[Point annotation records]

- - -

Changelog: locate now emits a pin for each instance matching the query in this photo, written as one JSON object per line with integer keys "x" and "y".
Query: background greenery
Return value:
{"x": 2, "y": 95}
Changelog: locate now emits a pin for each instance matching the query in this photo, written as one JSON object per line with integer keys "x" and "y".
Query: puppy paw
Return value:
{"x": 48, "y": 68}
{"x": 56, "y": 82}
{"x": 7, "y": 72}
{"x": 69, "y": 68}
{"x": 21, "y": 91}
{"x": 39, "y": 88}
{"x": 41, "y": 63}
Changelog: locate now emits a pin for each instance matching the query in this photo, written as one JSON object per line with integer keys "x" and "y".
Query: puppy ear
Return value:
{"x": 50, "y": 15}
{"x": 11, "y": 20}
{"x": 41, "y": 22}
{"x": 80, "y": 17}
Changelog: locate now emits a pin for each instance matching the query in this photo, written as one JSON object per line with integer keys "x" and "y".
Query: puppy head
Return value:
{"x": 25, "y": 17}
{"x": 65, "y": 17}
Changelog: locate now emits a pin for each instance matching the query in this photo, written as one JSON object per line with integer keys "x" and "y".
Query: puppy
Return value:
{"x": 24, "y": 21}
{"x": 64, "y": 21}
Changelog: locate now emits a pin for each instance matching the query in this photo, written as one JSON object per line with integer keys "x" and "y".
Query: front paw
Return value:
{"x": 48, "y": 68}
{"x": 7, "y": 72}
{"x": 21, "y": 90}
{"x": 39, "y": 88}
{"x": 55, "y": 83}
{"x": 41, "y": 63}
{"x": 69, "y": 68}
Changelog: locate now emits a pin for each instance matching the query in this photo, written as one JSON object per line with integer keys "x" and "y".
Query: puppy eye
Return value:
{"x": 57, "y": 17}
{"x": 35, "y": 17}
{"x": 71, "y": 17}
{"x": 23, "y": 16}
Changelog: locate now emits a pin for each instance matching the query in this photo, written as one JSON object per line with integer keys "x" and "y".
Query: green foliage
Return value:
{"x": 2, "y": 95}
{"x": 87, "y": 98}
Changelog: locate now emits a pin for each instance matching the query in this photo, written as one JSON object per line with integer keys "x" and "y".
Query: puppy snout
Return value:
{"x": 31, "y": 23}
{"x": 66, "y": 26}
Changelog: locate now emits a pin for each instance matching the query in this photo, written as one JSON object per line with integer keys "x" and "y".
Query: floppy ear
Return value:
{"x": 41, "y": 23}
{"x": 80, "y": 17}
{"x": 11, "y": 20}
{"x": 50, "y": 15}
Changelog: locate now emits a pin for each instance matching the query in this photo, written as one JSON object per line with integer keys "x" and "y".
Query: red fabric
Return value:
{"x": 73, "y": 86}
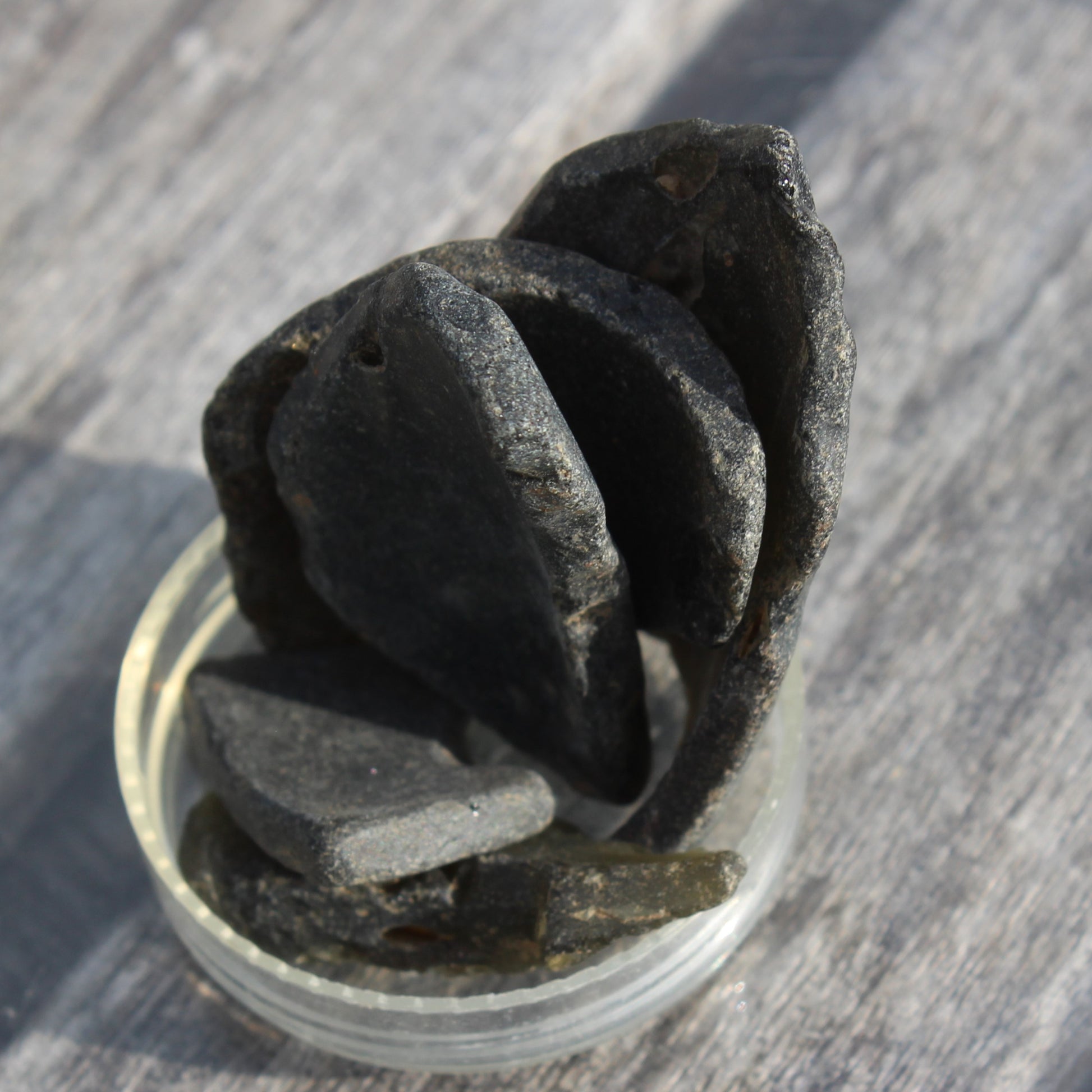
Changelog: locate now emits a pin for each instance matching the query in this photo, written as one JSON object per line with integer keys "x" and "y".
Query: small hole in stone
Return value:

- - -

WHAT IS EXPECTED: Reproduce each entry precisely. Leave the pictures out.

RESPONSE TO THE EXERCISE:
Changelog: locate now emits a pin for each instance matching the query in this photo, written as one JSON object per line with integer keys "x" and "y".
Query: background greenery
Return value:
{"x": 2, "y": 95}
Changelog: locate now emits a pin for each instance matching the query in this photo, written as one JSON object per line with integer keys "x" and "y".
Query: puppy paw
Return value:
{"x": 48, "y": 68}
{"x": 56, "y": 82}
{"x": 7, "y": 72}
{"x": 69, "y": 68}
{"x": 21, "y": 91}
{"x": 39, "y": 88}
{"x": 41, "y": 63}
Changelog: locate now emits a pin for each instance matching the query in this photo, written as one JSON object per line with integer keys "x" and "y".
Query: puppy ear
Return value:
{"x": 50, "y": 15}
{"x": 11, "y": 20}
{"x": 41, "y": 22}
{"x": 80, "y": 17}
Changelog: locate now emits a pin for each instance matching the query in this photo, written as one JSON object per line with integer keys "x" and "y".
Query: puppy head
Return value:
{"x": 25, "y": 17}
{"x": 65, "y": 17}
Changelog: locate now emits a pin for each instance matching the query in this photo, written as one JSON object per line with integer keys "x" and "y".
Query: puppy
Return value:
{"x": 24, "y": 21}
{"x": 64, "y": 21}
Changelog: locate now emits a pin for each instance matching the query in this photo, written as one JSON object per line with integer keys "x" and "y".
Query: front paw
Return value:
{"x": 48, "y": 68}
{"x": 7, "y": 72}
{"x": 21, "y": 90}
{"x": 39, "y": 88}
{"x": 55, "y": 83}
{"x": 41, "y": 63}
{"x": 69, "y": 68}
Changelog: locate now emits a pin for each instance matching the query in this photo, written as one JSON object per line with integer keys "x" and "y".
Query: puppy eye
Return value:
{"x": 57, "y": 17}
{"x": 35, "y": 17}
{"x": 71, "y": 17}
{"x": 23, "y": 16}
Changelog: locate now emits a pin for each instance matching the query in this photo, written as one JSON object per line with integer keys "x" and "y".
Query: green foliage
Return value:
{"x": 2, "y": 95}
{"x": 87, "y": 98}
Changelog: locate now emits a pin for each instance matching the query in this photo, written as one JSON object per line with integer keys "x" and "y".
Query: puppy snout
Return value:
{"x": 31, "y": 23}
{"x": 66, "y": 26}
Changelog: locate now emits a pin for each instance matching the query in this photo, written as one JSON object per line with integer keys "x" and "y".
Query: floppy ear
Return value:
{"x": 41, "y": 23}
{"x": 80, "y": 17}
{"x": 11, "y": 20}
{"x": 50, "y": 15}
Changelog: locate now emits a pin for each instance matching the query in this photo, written as one JSON object per line with integer keys "x" and "y".
Query: red fabric
Return value:
{"x": 73, "y": 86}
Changelog: locate now emits a pin for each instance matching the query in this photo, written as one JSON object per line with integer keys "x" and "y".
Query: small hole in stone
Return value:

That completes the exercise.